(Task prompt):
Every entry needs to be printed exactly, please.

*** Stored records ***

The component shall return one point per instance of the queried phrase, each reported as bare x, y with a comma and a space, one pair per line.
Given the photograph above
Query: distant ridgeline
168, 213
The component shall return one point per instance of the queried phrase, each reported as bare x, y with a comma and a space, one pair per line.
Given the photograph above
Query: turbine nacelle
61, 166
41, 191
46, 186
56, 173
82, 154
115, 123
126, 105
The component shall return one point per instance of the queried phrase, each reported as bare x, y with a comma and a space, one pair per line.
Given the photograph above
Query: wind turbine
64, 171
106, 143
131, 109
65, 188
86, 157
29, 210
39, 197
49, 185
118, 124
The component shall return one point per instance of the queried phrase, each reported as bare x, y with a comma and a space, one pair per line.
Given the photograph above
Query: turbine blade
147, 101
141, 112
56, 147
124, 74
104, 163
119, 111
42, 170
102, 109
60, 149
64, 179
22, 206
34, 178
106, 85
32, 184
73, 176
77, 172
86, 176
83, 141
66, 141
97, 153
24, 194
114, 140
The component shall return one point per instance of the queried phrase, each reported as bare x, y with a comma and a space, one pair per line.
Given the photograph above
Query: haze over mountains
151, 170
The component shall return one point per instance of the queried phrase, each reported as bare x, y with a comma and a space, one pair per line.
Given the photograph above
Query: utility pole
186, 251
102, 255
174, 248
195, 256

***

(Response below):
The component shall return one point per instance of the queried phrase, each reported as bare x, y with a comma and a space, one pair per line.
Given the photograph above
Query: distant ridgeline
168, 213
The component shall return one point per instance of the queried phrase, each reported as bare x, y with a comma and a space, one pair per line.
Given the photograph above
Query: turbine nacelle
61, 166
41, 191
46, 186
56, 173
82, 154
115, 123
126, 105
The component shall return one point per instance of the queried phrase, each reported as bare x, y with a comma and a space, one pair per line.
Given the photograph above
Query: wind turbine
64, 171
106, 143
131, 109
65, 188
86, 157
29, 210
39, 197
49, 185
118, 124
The component shall return one point per instance of the queried phrase, each reported as bare x, y with a comma and a space, one pair per line.
Given the photograph above
Query: turbine blade
147, 101
141, 112
56, 147
124, 74
104, 163
119, 111
42, 170
102, 109
60, 149
64, 179
22, 206
34, 178
106, 85
32, 184
73, 176
77, 172
86, 176
83, 141
66, 141
97, 153
24, 194
114, 140
The component shall return one point per instance of the queried phrase, each reported as bare x, y with a comma and a space, one pair per line.
Given the photograph above
Query: haze over mountains
151, 170
The component shall return one point per instance of the queried phrase, each reported as bare x, y with a comma and a space, one pair per line.
Given the photograph above
Query: utility pole
186, 251
102, 255
174, 248
195, 256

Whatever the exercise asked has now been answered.